**Document passage**.
Yashodhara Charite is a classic Kannada Jain poem by Janna, written during the 13th century when Jainism was facing challenges in Karnataka. It is an epic in the kandapadya metre, consisting of around 310 verses with a unique set of stories that use extreme, often gruesome imagery of lust, violence, and sin as cautionary moral lessons on the consequences of unchecked desire.

The poem narrates the downfall and repentance of King Yashodhara, who under the sway of lust commits horrific sins including incest and cannibalism, but ultimately repents, illustrating the Jain doctrines of karma and spiritual liberation (moksha). Inspired in part by Sanskrit versions of the tale, Janna’s work emphasizes the moral seriousness and psychological complexity of the theme.

**Supplied data**.
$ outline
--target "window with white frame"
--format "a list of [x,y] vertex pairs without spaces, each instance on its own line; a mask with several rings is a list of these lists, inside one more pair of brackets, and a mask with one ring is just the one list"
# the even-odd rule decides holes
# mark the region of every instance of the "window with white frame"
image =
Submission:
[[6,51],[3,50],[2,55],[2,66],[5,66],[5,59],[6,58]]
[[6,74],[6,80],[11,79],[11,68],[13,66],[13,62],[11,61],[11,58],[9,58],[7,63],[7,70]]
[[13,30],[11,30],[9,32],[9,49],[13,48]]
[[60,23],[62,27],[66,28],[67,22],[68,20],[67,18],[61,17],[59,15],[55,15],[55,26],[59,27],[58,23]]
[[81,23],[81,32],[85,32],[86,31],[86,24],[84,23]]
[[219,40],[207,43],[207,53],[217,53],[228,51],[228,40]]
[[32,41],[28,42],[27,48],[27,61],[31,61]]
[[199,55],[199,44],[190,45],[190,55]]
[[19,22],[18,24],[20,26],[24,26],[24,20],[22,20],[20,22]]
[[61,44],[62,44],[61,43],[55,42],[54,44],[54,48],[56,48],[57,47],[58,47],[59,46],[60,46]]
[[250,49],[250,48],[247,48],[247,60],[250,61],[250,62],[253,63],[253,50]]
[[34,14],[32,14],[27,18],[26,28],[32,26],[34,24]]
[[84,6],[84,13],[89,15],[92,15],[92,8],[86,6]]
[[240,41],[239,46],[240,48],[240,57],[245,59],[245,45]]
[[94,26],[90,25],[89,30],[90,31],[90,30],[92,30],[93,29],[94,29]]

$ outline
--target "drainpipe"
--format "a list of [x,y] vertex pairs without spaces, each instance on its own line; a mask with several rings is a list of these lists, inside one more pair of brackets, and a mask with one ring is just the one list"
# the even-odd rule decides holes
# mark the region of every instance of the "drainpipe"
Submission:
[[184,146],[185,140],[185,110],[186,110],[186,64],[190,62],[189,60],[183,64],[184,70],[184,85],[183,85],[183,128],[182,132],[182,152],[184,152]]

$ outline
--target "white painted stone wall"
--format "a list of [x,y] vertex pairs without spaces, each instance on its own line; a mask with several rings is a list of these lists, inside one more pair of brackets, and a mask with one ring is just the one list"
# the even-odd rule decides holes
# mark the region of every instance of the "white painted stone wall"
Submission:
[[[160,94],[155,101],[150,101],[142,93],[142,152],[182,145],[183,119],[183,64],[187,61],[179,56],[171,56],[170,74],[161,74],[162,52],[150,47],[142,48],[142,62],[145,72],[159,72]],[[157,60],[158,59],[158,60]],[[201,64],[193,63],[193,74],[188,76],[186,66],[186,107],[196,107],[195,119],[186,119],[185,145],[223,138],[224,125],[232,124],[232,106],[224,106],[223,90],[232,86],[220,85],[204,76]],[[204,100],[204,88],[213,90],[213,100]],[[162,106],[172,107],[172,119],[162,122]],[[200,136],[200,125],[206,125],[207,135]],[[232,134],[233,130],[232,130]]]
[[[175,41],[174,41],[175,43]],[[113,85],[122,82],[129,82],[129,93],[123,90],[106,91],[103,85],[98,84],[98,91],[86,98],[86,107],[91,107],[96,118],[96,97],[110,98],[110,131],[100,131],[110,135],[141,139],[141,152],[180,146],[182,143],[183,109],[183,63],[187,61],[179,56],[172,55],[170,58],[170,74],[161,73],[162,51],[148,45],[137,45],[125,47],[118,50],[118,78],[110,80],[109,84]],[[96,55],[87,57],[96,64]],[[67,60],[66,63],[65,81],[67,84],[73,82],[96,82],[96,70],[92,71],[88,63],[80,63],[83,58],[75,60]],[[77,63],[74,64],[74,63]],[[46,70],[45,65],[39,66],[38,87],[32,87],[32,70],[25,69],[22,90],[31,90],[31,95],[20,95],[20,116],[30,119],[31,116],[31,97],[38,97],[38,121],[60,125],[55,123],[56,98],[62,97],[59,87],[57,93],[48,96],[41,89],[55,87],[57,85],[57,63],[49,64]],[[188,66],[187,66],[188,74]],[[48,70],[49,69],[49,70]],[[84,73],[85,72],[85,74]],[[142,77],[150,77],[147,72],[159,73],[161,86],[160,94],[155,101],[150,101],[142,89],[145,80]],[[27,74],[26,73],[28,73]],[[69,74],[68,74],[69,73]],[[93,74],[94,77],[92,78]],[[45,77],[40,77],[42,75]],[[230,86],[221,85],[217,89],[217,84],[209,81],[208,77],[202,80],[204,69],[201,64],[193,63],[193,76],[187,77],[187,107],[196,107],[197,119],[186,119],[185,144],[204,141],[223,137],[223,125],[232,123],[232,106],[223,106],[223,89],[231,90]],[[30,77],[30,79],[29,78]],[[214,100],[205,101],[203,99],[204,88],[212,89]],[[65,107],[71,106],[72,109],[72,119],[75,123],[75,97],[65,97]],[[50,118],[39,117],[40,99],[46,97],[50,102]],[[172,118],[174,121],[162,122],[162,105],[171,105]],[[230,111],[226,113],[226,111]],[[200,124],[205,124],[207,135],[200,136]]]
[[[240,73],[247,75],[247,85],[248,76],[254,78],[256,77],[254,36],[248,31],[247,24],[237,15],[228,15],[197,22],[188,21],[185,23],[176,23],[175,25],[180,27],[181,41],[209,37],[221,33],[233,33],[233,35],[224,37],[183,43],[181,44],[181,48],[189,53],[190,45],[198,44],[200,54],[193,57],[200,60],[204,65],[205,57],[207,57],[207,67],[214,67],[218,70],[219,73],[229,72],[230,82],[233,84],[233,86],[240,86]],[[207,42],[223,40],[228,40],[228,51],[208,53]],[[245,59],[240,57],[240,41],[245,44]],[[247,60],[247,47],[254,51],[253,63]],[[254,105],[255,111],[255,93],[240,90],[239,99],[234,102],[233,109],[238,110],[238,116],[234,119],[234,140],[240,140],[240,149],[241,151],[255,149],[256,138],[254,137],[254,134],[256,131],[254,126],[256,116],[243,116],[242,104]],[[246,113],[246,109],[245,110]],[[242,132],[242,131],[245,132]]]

**Job 1**. Copy the part of the passage on Yashodhara Charite between "Yashodhara Charite is" and "of the theme.", inclusive.
**Job 2**. Write what comes next in the passage on Yashodhara Charite, picking up after its final sentence.
The entries are separate from the passage on Yashodhara Charite.

**Expected answer 1**.
Yashodhara Charite is a classic Kannada Jain poem by Janna, written during the 13th century when Jainism was facing challenges in Karnataka. It is an epic in the kandapadya metre, consisting of around 310 verses with a unique set of stories that use extreme, often gruesome imagery of lust, violence, and sin as cautionary moral lessons on the consequences of unchecked desire.

The poem narrates the downfall and repentance of King Yashodhara, who under the sway of lust commits horrific sins including incest and cannibalism, but ultimately repents, illustrating the Jain doctrines of karma and spiritual liberation (moksha). Inspired in part by Sanskrit versions of the tale, Janna’s work emphasizes the moral seriousness and psychological complexity of the theme.

**Expected answer 2**.
In one of the stories, the king intends to perform a ritual sacrifice of two young boys to a local deity but, taking pity, releases them and abandons human sacrifice. In another, he burns himself on the funeral pyre of a friend’s wife whom he abducted in desire and who dies of grief. In yet another, the poem describes the queen Armutamati’s attraction to the ugly Mahout Ashtavakra. To expiate her sin, Yashodhara performs a symbolic cock sacrifice that becomes gruesome when the cock comes alive and crows at the time of death. He and his mother are reborn as animals, suffering for many rebirths before attaining redemption.

==Other writings==
Janna's Anubhava Mukhura is a treatise on erotics and the science of sex, a topic that was well established as a genre of Kannada literature by his time.